WASHINGTON—The nuclear energy industry supports continued research into more efficient and proliferation-resistant technologies to reprocess used nuclear fuel. But the industry sees significant challenges – economic and otherwise – to overcome before reprocessing can be developed in the United States, the Nuclear Energy Institute’s chief nuclear officer, Marvin Fertel, told a congressional panel today.
The fact that reprocessing serves to reduce volumes of used nuclear fuel does not negate the need for a geologic facility for long-term disposal of high-level radioactive waste, Fertel told the House Science Committee’s energy subcommittee. This factor needs to be considered in developing national policies on reprocessing.
“Future reprocessing of commercial used nuclear fuel is a worthy future goal, but it must overcome several challenges before it can be employed in the United States,” Fertel said.
Closing the nuclear fuel cycle by reprocessing, or separating uranium and plutonium out of used fuel to permit further use of these elements, is used by 12 of the 33 nations that generate nuclear energy and all with “some form of government funding,” Fertel said.
He noted that reprocessing has not been employed in the United States for more than 20 years. The technology was banned by President Carter due to proliferation concerns. President Reagan lifted the ban, and President Clinton later reinstituted it.
Even if the ban on reprocessing were lifted again, the practice is not economically viable at this time because the cost of nuclear fuel from reprocessing is considerably more expensive than new fuel production, and cost reductions in disposal are not yet evident.

══════════════════════════════

=== Exercise 1 ===
Retype the article on nuclear fuel reprocessing, starting with "Closing the nuclear" and going on through "later reinstituted it.".
=== Exercise 2 ===
Which U.S. presidents are named in the article on nuclear fuel reprocessing?
=== Exercise 3 ===
According to the article on nuclear fuel reprocessing, how many of the 33 nations that generate nuclear energy use reprocessing?

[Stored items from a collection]
══════════════════════════════

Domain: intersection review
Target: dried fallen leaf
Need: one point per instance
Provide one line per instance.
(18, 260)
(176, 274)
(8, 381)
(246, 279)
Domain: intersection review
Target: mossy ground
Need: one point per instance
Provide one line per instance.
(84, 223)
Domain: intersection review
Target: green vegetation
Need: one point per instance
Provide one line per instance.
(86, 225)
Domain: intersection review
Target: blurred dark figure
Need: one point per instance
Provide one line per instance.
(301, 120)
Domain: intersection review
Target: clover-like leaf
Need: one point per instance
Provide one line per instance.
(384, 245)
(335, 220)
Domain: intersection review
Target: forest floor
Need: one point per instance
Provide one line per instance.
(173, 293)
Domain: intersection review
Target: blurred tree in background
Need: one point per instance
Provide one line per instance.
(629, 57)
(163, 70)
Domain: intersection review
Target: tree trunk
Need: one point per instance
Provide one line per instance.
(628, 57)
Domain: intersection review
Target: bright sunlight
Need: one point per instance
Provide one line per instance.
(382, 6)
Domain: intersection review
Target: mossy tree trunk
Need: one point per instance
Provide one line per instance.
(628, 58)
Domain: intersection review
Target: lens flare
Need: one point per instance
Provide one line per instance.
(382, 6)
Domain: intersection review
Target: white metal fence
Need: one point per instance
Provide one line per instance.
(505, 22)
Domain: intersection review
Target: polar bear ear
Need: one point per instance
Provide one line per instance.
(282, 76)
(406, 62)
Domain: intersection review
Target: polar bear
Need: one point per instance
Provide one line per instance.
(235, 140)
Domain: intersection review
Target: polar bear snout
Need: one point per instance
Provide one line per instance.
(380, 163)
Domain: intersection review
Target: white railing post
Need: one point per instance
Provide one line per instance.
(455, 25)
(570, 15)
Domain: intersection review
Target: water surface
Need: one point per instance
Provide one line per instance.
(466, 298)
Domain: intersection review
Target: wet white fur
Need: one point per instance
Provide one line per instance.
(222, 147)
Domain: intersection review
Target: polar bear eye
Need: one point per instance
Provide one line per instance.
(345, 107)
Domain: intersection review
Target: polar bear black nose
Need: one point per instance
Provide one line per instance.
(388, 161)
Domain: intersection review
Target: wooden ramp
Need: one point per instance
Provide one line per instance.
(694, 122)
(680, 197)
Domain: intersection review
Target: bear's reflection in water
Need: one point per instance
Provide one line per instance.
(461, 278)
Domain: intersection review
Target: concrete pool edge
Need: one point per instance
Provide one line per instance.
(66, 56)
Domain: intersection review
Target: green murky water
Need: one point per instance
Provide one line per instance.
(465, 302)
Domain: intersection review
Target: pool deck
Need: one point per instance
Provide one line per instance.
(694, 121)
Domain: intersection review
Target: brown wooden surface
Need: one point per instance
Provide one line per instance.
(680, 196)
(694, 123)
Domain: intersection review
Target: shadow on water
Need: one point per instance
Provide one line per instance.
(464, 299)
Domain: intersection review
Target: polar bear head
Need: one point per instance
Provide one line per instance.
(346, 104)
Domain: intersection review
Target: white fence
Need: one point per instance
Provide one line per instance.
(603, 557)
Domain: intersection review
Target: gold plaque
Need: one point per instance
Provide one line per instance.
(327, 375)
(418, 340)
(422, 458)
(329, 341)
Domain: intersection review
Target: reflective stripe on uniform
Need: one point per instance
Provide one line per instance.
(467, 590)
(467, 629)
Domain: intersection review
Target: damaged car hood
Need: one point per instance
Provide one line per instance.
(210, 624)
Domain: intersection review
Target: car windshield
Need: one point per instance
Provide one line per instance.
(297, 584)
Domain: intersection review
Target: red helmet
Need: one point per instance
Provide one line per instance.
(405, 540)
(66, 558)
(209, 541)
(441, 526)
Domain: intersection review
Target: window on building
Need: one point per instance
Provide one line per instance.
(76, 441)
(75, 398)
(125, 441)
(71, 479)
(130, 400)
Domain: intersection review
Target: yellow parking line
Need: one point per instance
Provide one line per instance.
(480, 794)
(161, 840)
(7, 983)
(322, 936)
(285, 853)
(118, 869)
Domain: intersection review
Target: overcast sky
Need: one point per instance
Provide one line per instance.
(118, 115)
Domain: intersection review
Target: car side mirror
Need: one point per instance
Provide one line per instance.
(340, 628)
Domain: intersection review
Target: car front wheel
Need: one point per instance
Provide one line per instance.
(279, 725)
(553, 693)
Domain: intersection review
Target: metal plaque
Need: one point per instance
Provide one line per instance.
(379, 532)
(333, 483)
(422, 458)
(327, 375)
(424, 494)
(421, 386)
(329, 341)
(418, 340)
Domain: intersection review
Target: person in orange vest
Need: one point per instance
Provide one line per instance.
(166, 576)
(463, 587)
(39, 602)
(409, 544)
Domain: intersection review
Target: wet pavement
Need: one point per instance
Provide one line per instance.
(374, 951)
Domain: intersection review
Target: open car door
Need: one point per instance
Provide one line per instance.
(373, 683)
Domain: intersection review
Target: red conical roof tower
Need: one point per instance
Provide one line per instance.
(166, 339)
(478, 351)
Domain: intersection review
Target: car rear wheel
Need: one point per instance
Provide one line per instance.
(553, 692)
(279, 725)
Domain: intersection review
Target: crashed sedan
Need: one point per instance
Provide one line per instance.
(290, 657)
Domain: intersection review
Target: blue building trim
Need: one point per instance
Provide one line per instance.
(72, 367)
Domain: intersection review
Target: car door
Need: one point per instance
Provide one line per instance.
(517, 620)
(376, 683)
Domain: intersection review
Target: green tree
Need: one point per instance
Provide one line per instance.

══════════════════════════════

=== Worked solution 1 ===
Closing the nuclear fuel cycle by reprocessing, or separating uranium and plutonium out of used fuel to permit further use of these elements, is used by 12 of the 33 nations that generate nuclear energy and all with “some form of government funding,” Fertel said.
He noted that reprocessing has not been employed in the United States for more than 20 years. The technology was banned by President Carter due to proliferation concerns. President Reagan lifted the ban, and President Clinton later reinstituted it.

=== Worked solution 2 ===
Carter, Reagan, Clinton

=== Worked solution 3 ===
12